*TASK OBJECTIVE*:
Pick up the report below on the Aegean Sea earthquake that struck Turkey and Greece, and continue it from where it stops.

*PASSAGE SHOWN*:

[Start of Attachment]

Powerful earthquakes hit the Aegean sea that shake Turkey and Greece with at least 26 people killed, on Friday afternoon. This has led to heavy destruction in the countries with buildings crashing down and water rushing into the streets of the coastal city of Izmir, Turkey, and on the island of Samos, Greece. The authorities have termed it a ‘mini tsunami’. The earthquake was of magnitude 7.0.
In the Turkish city of Izmir, neighborhoods were deluged with surging seawater which swept debris inland and left fish stranded as it receded.
People ran into the streets in panic. Turkey’s disaster agency has reported that around 804 people have been injured. Dozens were saved by rescue teams using diggers and helicopters to search for survivors. On the Greek island of Samos two teenagers, a boy and a girl were found dead in an area where a wall had collapsed.
Urbanisation Minister Murat Kurum reported that tents are been set up in the area with massive destruction. Also, Health Minister Fahrettin Koca tweeted that 38 ambulances, two ambulance helicopters and 35 medical rescue teams were working in the city of Izmir.

[End of Attachment]

*SUPPLIED DATA*:
[Start of Attachment]

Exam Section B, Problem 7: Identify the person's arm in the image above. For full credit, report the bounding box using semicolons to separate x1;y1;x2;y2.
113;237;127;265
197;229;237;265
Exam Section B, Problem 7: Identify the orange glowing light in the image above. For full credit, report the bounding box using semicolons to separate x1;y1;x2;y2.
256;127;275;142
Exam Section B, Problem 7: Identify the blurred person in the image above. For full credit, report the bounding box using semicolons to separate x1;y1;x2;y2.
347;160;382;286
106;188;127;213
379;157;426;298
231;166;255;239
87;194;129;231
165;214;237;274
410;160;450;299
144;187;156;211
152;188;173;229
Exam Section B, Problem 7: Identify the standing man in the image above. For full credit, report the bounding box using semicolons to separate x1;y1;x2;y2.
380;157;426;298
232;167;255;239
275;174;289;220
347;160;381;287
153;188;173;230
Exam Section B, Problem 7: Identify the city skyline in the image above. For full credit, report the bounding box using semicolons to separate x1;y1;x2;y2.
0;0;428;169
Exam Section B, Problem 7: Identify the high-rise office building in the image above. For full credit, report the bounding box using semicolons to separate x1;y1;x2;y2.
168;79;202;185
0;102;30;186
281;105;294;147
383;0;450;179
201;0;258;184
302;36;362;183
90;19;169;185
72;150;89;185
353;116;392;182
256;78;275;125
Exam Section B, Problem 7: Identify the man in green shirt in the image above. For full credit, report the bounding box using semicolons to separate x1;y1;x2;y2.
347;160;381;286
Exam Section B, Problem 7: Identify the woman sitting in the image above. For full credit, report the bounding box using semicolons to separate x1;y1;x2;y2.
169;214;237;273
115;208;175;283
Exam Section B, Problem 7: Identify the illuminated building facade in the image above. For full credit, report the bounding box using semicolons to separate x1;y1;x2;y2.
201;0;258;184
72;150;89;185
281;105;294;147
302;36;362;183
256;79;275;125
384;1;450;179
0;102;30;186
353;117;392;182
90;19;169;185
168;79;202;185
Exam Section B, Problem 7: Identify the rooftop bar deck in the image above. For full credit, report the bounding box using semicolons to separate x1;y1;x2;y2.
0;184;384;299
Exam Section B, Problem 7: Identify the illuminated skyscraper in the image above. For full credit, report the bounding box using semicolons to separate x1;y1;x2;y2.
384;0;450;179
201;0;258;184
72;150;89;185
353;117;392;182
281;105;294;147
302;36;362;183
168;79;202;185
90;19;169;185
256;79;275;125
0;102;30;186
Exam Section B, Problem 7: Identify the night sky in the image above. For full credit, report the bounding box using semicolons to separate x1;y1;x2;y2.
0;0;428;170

[End of Attachment]

*RESULT FOR THIS TASK*:
It is reported that the epicenter of the earthquake was situated just 10 kilometers deep. This relatively shallow depth meant strong shaking and massive destruction on both the Greek island and in cities along the Turkish coast. It is even predicted that potentially powerful aftershocks could be expected for several weeks, or even a month, to come.
The residents of the affected areas were advised to be careful not to enter buildings that might have been damaged in the initial quake, as they could collapse in a strong aftershock.
One of the residents of Izmir, Ilke Code said, “I am very used to earthquakes … so I didn’t take it very seriously at first but this time it was really scary”.
“We have never experienced anything like it,” said George Dionysiou, the local vice-mayor. “People are panicking.”
Earthquake history in the region
This region is no strange to earthquakes. It has complexity with tectonics. This makes it even more challenging to understand hazards in the region. The source of all the shaking is instead a complicated geologic jigsaw that makes up the area, cut through with a web of faults.
“This is definitely one of the most complex regions in the world,” says Joao Duarte, a marine geologist from the Instituto Dom Luiz at the University of Lisbon.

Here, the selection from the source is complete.